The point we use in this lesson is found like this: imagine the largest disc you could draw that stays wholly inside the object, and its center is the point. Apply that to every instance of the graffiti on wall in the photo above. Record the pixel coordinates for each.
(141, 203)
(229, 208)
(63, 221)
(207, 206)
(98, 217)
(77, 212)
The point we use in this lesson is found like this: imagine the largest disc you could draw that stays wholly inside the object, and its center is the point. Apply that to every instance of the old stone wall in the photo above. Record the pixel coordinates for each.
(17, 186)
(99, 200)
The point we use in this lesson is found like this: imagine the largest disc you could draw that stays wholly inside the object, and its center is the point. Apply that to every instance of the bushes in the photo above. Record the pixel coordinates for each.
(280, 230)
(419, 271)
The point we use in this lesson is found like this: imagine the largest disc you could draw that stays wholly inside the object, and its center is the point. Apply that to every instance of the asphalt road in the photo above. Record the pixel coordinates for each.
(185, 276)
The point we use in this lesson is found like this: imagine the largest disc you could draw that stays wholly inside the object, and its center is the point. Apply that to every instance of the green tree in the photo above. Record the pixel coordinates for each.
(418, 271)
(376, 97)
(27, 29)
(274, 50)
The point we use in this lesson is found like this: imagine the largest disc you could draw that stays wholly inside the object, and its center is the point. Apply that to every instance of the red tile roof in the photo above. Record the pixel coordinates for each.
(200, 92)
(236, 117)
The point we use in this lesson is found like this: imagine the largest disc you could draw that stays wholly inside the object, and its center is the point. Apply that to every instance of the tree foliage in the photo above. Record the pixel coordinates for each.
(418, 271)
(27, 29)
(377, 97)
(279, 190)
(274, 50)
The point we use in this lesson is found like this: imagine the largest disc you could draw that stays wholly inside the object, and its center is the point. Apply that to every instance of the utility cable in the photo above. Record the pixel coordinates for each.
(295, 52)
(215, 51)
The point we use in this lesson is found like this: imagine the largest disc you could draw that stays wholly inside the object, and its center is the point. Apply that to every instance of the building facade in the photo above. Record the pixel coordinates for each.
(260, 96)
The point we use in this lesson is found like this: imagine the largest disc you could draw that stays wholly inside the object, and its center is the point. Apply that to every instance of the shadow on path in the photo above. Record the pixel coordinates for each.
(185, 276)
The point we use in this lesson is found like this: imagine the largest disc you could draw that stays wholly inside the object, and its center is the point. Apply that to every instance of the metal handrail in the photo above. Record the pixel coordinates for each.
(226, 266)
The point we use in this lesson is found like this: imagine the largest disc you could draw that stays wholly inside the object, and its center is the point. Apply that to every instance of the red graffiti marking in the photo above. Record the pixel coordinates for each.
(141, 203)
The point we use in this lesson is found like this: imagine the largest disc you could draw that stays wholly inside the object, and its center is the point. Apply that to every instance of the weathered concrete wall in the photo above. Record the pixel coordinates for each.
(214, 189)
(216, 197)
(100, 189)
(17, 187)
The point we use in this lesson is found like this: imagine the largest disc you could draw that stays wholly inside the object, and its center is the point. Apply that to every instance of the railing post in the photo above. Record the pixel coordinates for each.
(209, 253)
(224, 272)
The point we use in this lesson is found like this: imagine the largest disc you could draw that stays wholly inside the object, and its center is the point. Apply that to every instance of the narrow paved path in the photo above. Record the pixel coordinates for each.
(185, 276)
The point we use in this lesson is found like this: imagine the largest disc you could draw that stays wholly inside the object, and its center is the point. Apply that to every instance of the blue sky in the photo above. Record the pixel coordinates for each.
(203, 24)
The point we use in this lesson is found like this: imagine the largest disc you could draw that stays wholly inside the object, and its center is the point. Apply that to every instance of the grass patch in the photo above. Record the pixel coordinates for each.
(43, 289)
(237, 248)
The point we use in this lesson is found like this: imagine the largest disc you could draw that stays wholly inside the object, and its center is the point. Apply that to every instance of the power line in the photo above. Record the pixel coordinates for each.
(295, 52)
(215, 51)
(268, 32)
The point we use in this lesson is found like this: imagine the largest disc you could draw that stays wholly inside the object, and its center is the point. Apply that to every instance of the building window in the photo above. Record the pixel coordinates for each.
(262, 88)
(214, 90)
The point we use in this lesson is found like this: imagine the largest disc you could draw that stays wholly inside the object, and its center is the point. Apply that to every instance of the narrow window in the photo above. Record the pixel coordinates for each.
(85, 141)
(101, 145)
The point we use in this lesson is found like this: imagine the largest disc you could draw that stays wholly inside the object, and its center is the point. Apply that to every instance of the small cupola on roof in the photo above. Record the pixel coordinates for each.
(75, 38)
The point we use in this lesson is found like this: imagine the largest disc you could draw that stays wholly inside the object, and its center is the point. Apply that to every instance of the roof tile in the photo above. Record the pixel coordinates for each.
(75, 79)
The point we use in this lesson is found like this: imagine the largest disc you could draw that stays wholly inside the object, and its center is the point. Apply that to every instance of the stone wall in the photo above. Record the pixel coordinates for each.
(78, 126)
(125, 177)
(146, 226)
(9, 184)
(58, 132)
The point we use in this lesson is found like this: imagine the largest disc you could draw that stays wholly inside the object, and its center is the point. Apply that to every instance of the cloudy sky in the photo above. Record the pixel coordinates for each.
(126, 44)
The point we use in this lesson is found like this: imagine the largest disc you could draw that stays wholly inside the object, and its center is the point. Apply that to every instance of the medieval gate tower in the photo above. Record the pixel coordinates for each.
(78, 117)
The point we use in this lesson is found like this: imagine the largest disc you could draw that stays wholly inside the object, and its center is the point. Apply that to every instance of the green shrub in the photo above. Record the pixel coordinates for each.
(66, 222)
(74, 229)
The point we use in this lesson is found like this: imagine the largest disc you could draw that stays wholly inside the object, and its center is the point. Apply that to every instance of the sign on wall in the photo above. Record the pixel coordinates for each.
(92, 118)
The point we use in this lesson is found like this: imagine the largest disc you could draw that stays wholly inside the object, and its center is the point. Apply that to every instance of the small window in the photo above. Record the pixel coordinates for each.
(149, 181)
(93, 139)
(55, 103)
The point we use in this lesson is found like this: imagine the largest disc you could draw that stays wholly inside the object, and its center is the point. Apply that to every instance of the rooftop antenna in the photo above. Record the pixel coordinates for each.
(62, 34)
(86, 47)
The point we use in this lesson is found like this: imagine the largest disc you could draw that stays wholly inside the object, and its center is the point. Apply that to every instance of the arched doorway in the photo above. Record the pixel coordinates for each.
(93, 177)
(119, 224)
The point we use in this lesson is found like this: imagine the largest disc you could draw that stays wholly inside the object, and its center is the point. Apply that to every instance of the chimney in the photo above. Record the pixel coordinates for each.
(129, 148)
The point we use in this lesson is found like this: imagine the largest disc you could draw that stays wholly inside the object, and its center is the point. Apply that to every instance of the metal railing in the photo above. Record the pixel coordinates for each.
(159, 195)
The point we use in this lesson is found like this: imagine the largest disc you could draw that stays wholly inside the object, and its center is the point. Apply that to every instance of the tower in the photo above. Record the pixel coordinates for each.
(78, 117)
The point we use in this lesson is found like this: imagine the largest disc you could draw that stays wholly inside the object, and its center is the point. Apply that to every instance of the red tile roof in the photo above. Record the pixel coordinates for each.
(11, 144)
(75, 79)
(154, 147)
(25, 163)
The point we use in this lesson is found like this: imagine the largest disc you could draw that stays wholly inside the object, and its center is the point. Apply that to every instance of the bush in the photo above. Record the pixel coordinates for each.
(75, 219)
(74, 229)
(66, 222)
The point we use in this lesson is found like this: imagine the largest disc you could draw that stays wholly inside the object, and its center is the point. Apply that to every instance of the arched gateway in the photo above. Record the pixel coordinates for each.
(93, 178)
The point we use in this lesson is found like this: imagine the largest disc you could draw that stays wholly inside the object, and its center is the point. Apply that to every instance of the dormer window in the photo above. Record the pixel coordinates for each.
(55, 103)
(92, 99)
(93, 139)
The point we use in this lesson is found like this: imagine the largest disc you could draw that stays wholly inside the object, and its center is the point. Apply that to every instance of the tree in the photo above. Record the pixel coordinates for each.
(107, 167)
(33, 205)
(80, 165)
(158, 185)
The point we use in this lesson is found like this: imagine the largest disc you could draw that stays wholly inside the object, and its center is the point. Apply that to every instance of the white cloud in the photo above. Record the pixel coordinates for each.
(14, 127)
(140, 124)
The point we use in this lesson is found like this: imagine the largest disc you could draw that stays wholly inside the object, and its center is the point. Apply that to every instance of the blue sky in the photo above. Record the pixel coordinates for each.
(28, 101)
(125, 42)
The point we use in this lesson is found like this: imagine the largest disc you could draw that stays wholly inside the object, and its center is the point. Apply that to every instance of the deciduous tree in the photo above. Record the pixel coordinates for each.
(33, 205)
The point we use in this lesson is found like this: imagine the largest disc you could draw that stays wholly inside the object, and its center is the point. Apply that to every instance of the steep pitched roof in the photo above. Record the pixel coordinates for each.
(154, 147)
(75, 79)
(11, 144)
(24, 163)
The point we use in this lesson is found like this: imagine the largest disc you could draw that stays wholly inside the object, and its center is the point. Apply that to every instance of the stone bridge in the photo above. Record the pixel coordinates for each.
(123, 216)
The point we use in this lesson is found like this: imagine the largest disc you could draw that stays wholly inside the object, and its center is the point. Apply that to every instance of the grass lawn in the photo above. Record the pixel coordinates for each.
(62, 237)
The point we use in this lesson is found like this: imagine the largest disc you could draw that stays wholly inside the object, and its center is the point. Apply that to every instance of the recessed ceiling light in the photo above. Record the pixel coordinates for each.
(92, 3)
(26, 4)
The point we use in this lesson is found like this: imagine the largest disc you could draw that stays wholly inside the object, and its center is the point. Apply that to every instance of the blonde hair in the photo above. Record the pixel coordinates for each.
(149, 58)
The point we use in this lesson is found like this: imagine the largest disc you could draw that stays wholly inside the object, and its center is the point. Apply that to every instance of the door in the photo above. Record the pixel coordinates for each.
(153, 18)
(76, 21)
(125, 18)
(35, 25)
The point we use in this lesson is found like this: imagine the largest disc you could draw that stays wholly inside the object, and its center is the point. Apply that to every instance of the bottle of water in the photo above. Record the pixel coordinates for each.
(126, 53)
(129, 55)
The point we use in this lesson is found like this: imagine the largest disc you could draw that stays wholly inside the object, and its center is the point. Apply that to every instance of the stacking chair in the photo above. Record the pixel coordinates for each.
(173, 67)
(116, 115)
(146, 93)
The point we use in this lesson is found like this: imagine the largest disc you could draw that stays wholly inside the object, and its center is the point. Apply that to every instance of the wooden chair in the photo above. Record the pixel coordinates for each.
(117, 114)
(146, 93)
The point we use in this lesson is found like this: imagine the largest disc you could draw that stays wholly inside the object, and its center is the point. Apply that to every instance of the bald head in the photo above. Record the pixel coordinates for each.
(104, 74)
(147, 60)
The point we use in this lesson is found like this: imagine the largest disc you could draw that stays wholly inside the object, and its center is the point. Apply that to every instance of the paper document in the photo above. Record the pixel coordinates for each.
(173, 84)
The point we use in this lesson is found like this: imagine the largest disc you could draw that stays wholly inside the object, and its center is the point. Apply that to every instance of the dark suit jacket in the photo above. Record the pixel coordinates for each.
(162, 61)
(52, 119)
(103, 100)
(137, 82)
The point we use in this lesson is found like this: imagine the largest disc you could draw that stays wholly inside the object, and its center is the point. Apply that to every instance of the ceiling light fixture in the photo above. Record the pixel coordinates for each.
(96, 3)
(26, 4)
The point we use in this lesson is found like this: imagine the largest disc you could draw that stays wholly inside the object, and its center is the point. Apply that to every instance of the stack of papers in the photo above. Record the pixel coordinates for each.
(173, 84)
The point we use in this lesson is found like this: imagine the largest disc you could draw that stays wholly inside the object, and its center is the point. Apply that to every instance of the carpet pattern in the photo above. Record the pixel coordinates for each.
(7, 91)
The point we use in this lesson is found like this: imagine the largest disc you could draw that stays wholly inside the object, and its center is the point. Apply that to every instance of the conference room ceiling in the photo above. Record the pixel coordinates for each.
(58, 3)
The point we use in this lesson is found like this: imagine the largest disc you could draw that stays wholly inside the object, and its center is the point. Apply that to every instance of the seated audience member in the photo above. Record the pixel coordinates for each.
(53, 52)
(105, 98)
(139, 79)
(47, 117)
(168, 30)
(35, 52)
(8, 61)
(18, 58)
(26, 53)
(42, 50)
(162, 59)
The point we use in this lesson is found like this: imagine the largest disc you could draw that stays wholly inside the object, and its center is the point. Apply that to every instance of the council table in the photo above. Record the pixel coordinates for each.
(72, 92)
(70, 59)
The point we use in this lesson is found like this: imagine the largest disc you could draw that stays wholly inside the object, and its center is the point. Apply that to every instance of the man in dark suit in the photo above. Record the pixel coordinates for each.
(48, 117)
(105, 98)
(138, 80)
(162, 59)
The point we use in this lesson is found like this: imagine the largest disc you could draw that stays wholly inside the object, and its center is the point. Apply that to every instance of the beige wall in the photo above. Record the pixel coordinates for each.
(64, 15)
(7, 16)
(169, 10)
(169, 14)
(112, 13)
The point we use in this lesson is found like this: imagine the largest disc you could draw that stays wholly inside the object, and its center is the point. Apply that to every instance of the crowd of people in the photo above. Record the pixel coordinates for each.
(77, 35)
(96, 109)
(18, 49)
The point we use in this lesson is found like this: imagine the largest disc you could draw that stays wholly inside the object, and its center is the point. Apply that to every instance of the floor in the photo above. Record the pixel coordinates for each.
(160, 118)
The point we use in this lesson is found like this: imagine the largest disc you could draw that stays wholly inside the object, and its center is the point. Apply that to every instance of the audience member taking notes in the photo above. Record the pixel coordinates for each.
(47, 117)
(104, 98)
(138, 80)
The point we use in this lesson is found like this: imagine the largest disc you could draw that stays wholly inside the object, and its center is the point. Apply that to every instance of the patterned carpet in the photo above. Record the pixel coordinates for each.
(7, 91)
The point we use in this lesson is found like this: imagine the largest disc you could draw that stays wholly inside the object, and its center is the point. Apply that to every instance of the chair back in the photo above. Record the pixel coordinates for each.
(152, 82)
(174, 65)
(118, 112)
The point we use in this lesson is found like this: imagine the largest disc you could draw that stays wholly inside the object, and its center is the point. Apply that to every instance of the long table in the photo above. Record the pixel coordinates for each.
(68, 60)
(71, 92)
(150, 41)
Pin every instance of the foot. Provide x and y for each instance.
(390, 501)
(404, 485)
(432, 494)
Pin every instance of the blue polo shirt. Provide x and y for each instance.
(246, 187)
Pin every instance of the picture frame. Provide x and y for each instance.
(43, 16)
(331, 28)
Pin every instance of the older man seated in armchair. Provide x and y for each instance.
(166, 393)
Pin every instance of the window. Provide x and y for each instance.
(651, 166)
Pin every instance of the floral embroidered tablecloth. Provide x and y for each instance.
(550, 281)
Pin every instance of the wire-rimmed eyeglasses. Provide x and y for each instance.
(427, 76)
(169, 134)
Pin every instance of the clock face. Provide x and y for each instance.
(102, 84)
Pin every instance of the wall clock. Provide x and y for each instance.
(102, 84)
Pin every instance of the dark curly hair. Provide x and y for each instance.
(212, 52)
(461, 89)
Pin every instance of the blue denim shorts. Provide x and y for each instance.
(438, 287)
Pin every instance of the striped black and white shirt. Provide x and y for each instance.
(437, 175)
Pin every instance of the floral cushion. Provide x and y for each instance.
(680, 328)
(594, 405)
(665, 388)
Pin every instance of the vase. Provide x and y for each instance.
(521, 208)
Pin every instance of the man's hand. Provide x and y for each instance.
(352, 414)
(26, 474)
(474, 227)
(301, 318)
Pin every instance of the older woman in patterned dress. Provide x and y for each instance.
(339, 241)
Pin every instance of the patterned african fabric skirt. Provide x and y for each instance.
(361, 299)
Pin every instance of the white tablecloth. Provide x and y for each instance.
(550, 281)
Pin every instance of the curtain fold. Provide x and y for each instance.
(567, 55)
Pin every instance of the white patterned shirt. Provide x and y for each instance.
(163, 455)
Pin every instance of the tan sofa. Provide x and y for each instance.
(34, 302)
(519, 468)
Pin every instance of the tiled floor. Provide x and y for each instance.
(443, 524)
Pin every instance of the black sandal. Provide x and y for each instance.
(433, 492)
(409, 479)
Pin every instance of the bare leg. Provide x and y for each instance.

^^^^^^^^^^^^^^^^

▶ Requirements: Write out, word for word, the line containing "Pin every instance of the floral embroidered" and every line after it to the end of the data above.

▶ Final result:
Pin every instance of the floral embroidered tablecloth. Provide x and y for each instance.
(550, 281)
Pin every instance of the wire-rimmed eyeglasses. Provide x and y for each instance.
(427, 76)
(169, 134)
Pin every instance of the clock face. Provide x and y for each instance.
(102, 84)
Pin every instance of the wall clock. Provide x and y for each instance.
(102, 84)
Pin every instance of the dark curly hair. Provide x and y for each instance.
(212, 52)
(461, 89)
Pin every instance of the blue denim shorts. Provide x and y for each instance.
(438, 287)
Pin every instance of the striped black and white shirt. Provide x and y for each instance.
(437, 175)
Pin every instance of the floral cushion. Provide x and y for each instance.
(680, 328)
(594, 405)
(665, 388)
Pin every instance of the vase. Provide x and y for each instance.
(521, 208)
Pin every instance of the man's hand. Provide x and y for each instance.
(352, 414)
(26, 474)
(474, 227)
(301, 318)
Pin every instance of the older woman in patterned dress. Provide x and y for each instance.
(339, 241)
Pin every instance of the patterned african fabric skirt. Provide x and y for each instance.
(361, 299)
Pin every instance of the white tablecloth. Provide x and y for each instance.
(550, 281)
Pin every instance of the curtain fold. Provide x and y for each instance.
(567, 55)
Pin every instance of the white patterned shirt. Provide x and y for each instance.
(163, 455)
Pin every instance of the tan sofa. Provide x and y for each instance.
(34, 302)
(519, 468)
Pin every instance of the tiled floor. Provide x and y for each instance.
(443, 524)
Pin every instance of the black sandal. Provide x and y for each instance.
(433, 492)
(409, 479)
Pin every instance of the bare leg. Provide x and y for each instance.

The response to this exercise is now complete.